- [Source document]:
"""
The behaviors of scientific phenomena and complex engineered systems are often characterized via matrices. The entries of these matrices may reflect interactions between variables, edges between vertices in a graph, or the local geometry of a complicated surface. When the systems under consideration become large, these matrices also become large and it rapidly becomes uninformative — and potentially infeasible — to investigate the individual entries. Instead, we frame our questions about these matrices in terms of aggregate properties that are insensitive to irrelevant details.
To this end, the eigenvalues and eigenvectors of these matrices often provide a succinct way to identify insightful global structure of complex problems. The eigenvalues of the Hessian matrix in an optimization problem help us understand whether the problem is locally convex or has saddle points. The influential PageRank algorithm(Brin and Page, 1998) examines the principal eigenvector of a graph for the most “important” vertices. The sum of the eigenvalues of an adjacency matrix is closely related to the number of triangles in a graph, and insights from the eigenvalues of the Laplacian matrix have given rise to the field of spectral graph theory (see, e.g., Chung (1997)). In dynamical systems, numerical algorithms, and control, eigenstructure helps us analyze local stability and typical behaviors (Luenberger, 1979; Bertsekas, 2016).
The problem of estimating the eigenvalue distribution of large matrices has a particularly long history in fields such as condensed matter physics and quantum chemistry, where one often wishes to estimate the density of states (DOS). The stochastic methods we develop in this paper build upon these decades of work, which we briefly review here. One of the core components of our procedure is the use of a stochastic estimator for the trace of a matrix by constructing a quadratic form with a random vector. This procedure is generally attributed to Hutchinson (1989), but it was coincidentally introduced in Skilling (1989). This latter work by Skilling sketches out an approach to eigenvalue estimation based on generalized traces and Chebyshev polynomials that strongly influences the present paper. Although Lanczos and Chebyshev polynomial expansions had been used for many years in physics and quantum chemistry (see, e.g., Haydock et al. (1972), Tal-Ezer and Kosloff (1984)), the combination of polynomial expansion and randomized trace estimation as in Skilling (1989) led to the kernel polynomial method for estimation the density of states in Silver and Röder (1994) and Silver et al. (1996), in which a smoothing kernel is convolved with the spectral density in order to reduce the Gibbs phenomenon. See Weiße et al. (2006) for a review of the kernel polynomial method and a broader historical perspective on these estimation techniques in physics and quantum chemistry. Outside of the kernel polynomial method specifically, these methods have also found use in quantum chemistry for stochastic Kohn-Sham density functional theory (Baer et al., 2013).
More broadly, these estimators have been used to perform estimation of the density of states, e.g., the spectral density of Hamiltonian systems. For example, Drabold and Sankey (1993)
used moment-constrained random vectors within the trace estimator to form estimates of the DOS based on the maximum entropy principle.Jeffrey and Smith (1997) took a related approach and used the trace estimator to compute first and second moments with which a Gaussian can be fit. Zhu et al. (1994) and Parker et al. (1996) used a truncated Chebyshev approximation to the delta function to estimate the spectral density of a Hamiltonian.
"""
- [Given records]:
"""
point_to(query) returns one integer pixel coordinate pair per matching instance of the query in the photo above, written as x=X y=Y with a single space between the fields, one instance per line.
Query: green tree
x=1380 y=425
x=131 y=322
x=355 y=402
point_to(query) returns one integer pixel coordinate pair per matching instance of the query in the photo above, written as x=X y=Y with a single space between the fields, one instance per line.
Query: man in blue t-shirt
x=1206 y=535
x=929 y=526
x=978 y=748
"""
"""
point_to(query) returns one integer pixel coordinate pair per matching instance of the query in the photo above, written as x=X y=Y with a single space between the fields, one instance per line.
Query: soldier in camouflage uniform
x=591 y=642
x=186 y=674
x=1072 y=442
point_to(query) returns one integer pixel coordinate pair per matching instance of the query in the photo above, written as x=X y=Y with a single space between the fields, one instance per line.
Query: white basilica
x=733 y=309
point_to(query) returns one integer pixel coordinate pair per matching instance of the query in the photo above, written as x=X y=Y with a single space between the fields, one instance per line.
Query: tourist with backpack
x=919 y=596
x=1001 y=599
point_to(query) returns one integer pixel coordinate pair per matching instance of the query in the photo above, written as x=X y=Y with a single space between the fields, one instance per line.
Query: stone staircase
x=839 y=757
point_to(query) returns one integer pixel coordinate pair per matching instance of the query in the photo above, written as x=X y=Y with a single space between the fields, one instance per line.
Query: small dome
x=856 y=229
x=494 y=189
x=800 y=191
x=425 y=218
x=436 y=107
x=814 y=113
"""
- [Objective]: Please answer from the passage on estimating matrix eigenvalues above: in the kernel polynomial method, why is a smoothing kernel convolved with the spectral density?

- [Output for this task]: To reduce the Gibbs phenomenon.